How many lines in the records below contain the word "slope", counting only matches with the same capitalization? Reply with the number alone.
---
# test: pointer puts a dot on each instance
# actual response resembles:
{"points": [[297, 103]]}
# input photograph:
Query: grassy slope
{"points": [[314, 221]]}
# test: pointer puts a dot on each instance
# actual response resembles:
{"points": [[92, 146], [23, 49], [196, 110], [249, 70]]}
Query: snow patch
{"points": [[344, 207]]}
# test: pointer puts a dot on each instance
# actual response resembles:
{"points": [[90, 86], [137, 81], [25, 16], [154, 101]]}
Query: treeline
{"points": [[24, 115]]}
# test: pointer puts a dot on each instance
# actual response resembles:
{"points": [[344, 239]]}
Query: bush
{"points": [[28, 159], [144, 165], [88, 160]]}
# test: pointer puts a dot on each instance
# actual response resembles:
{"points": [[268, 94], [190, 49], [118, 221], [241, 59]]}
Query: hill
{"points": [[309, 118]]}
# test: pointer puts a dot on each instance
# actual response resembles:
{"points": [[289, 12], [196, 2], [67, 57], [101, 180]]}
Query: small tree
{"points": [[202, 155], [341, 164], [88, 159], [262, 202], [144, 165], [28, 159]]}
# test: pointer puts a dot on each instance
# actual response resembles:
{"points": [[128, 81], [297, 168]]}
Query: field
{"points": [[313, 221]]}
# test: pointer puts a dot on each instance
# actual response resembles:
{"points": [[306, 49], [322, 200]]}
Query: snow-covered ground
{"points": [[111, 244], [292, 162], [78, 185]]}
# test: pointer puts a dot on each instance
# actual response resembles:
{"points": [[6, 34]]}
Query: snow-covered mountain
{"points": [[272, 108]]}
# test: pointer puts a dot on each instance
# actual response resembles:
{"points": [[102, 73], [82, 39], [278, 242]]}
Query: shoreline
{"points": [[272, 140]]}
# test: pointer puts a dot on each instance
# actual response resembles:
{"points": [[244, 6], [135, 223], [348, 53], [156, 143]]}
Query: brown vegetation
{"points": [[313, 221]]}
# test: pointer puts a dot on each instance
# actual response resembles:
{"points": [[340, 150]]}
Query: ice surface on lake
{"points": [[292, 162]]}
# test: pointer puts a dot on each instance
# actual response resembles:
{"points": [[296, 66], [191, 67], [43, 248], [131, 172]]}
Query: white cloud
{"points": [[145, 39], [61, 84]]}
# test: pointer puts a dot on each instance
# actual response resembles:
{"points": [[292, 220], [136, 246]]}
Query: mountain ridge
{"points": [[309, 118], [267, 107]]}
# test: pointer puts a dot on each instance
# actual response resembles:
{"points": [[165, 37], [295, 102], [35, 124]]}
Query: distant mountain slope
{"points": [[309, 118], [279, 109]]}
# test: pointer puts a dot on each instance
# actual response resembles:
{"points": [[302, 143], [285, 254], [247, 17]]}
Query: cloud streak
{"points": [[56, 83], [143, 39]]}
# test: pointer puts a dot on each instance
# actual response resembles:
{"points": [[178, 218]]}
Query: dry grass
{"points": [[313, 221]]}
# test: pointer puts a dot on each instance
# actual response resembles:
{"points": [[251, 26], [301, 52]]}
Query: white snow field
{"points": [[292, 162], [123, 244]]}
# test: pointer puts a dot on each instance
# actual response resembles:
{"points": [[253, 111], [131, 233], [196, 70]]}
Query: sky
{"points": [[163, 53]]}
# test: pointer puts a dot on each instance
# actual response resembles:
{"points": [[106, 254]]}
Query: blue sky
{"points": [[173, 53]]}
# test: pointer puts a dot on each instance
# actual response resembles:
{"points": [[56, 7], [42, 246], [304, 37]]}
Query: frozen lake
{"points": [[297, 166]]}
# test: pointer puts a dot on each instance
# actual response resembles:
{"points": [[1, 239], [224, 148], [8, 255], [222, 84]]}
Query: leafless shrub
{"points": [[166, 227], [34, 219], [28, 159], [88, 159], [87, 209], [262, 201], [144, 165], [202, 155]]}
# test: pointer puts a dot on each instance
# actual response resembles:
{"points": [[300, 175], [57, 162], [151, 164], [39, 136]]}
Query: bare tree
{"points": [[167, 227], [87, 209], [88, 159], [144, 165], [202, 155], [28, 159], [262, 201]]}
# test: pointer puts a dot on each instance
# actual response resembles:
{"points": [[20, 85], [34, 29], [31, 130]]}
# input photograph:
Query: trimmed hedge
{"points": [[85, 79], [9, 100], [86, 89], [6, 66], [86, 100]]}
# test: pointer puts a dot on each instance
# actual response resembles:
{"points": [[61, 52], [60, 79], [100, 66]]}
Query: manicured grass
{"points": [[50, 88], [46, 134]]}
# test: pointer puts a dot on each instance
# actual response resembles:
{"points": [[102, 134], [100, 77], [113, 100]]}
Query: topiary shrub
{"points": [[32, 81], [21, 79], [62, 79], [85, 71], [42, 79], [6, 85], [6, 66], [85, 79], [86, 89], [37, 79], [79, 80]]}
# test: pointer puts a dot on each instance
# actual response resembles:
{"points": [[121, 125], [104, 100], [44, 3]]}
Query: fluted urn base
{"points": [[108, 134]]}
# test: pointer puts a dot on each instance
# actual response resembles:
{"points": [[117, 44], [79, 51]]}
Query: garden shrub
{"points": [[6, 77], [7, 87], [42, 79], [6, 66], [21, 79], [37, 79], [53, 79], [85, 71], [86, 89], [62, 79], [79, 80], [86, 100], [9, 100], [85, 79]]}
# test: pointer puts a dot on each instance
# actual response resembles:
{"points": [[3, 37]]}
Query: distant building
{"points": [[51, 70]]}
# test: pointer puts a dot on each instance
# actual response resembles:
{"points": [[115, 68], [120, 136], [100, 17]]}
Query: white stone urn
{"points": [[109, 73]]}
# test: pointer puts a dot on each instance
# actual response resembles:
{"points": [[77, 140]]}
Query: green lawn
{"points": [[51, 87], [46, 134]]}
---
TASK OUTPUT:
2